### Task objective
Put every line of the records into a JSON list of strings, one string per line, leaving out blank lines.

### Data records
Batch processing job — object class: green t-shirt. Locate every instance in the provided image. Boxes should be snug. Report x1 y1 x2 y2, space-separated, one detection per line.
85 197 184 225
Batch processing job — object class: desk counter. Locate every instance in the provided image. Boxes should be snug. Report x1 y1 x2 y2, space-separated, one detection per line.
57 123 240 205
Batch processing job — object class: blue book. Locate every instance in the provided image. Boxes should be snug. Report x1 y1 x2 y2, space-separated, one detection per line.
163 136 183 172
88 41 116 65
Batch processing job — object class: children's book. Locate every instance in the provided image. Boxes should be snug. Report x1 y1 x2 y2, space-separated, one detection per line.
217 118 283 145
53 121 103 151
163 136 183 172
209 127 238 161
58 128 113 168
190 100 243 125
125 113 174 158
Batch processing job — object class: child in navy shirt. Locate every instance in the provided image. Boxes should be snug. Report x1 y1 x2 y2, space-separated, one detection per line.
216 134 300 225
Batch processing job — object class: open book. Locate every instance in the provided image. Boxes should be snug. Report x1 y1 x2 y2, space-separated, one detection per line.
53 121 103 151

### Result
[
  "Batch processing job — object class: green t-shirt. Locate every instance in the provided image. Boxes should be snug. Report x1 y1 x2 y2, space-separated, one detection per line.",
  "85 197 184 225",
  "Batch processing job — object class: desk counter. Locate every instance in the provided image. Boxes should be snug. Report x1 y1 x2 y2, space-separated, one detection per line.",
  "57 123 240 205",
  "Batch processing job — object class: blue book. Locate every instance in the provided image. Boxes should be snug. Report x1 y1 x2 y2, space-separated, one detection per line.",
  "163 136 183 172",
  "88 41 116 65",
  "Batch processing job — object class: children's book. Locate every instance in the provided image. Boxes should be snug. Report x1 y1 x2 y2, space-separated, one detection per line.",
  "217 118 283 145",
  "53 121 103 151",
  "163 136 183 172",
  "209 127 238 161",
  "58 128 113 168",
  "190 100 243 125",
  "125 113 174 158",
  "Batch processing job — object class: child in navy shirt. Locate every instance in the provided image. Boxes should be snug. Report x1 y1 x2 y2, space-separated, one detection per line.",
  "216 134 300 225",
  "Batch processing job — object class: open book. Locate every instance in the provided image. Boxes should be snug. Report x1 y1 x2 y2, space-separated, one detection per line.",
  "53 121 103 151"
]